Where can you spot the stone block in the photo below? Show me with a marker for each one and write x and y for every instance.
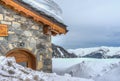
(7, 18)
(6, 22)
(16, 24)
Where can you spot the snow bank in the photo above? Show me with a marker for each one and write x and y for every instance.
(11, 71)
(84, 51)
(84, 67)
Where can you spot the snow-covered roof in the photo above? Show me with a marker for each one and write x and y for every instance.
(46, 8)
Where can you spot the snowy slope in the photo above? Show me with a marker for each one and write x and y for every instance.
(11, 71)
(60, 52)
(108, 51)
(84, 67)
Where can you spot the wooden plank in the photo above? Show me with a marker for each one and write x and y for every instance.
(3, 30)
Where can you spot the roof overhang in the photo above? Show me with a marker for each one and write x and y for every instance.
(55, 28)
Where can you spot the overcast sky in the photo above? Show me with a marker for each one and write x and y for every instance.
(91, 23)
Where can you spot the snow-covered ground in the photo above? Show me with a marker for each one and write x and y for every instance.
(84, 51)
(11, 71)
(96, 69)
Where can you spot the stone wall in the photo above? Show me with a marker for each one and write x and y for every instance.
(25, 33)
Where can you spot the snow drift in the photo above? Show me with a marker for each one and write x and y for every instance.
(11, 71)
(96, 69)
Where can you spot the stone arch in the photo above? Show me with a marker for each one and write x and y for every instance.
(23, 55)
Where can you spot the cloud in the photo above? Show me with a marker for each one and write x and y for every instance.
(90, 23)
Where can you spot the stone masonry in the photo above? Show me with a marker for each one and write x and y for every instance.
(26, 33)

...

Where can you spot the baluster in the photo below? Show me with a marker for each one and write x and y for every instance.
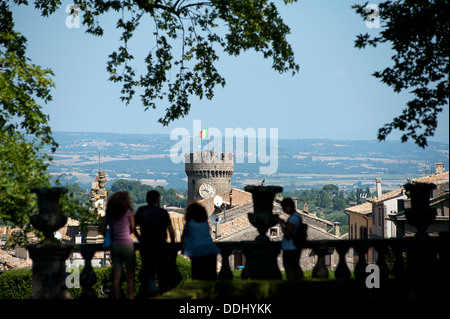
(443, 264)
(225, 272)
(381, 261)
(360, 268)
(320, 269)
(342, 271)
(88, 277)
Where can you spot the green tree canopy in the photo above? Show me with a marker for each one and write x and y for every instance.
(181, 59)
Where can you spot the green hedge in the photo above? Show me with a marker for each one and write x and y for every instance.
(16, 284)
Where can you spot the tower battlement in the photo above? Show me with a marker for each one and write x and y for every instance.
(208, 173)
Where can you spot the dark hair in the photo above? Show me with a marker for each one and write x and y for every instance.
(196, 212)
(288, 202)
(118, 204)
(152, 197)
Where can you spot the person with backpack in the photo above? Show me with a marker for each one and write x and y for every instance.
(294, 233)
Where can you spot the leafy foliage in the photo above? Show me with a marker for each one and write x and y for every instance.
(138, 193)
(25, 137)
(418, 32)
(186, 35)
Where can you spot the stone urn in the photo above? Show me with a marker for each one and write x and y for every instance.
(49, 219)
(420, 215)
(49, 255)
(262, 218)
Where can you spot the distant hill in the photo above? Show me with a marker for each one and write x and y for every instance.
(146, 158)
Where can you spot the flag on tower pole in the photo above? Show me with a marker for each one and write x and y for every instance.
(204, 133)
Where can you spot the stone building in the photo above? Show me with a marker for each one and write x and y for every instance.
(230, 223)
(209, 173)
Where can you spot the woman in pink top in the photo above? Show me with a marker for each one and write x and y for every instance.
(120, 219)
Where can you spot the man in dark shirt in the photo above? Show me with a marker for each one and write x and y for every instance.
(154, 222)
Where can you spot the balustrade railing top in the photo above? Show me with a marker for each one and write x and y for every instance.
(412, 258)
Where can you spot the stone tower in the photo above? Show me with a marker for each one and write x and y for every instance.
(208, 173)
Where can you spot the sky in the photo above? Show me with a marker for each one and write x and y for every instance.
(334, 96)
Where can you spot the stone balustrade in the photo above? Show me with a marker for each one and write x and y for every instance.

==

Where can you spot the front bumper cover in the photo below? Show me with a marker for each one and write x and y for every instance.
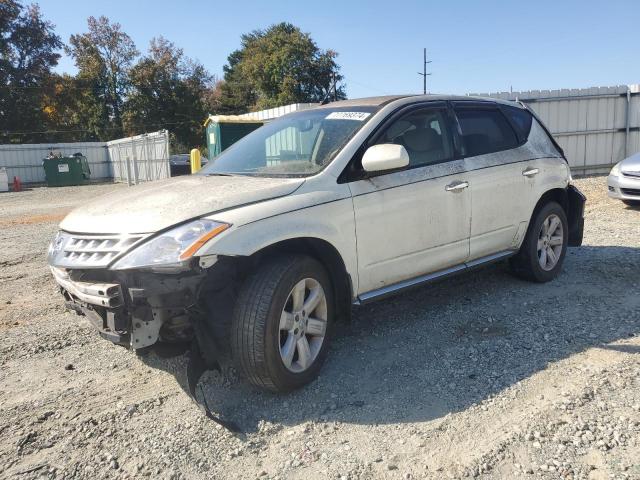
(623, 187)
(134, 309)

WORK ITEM: Please copy the lines above from the line with "Where can you spot the man" up to and including the line with "Where can you spot the stone balustrade", exactly as written and with nothing else.

ANSWER SECTION:
Where can you spot the man in dark shirt in the photo above? Show me with a marker for each one and write x and y for every instance.
(154, 222)
Where can you spot the balustrade railing top in the photo above? Show me with a marker for each one and write x and y for every instance.
(412, 258)
Where can you spot the stone tower in the photo above? Show me with a marker for each one and write x and y for every instance.
(208, 173)
Where can you spot the sky in the photo above? Show me with a marker for each one and write x and y for every instance.
(334, 96)
Where can you spot the stone balustrade in the photo above? Show me with a marker for each one and write x and y for every instance.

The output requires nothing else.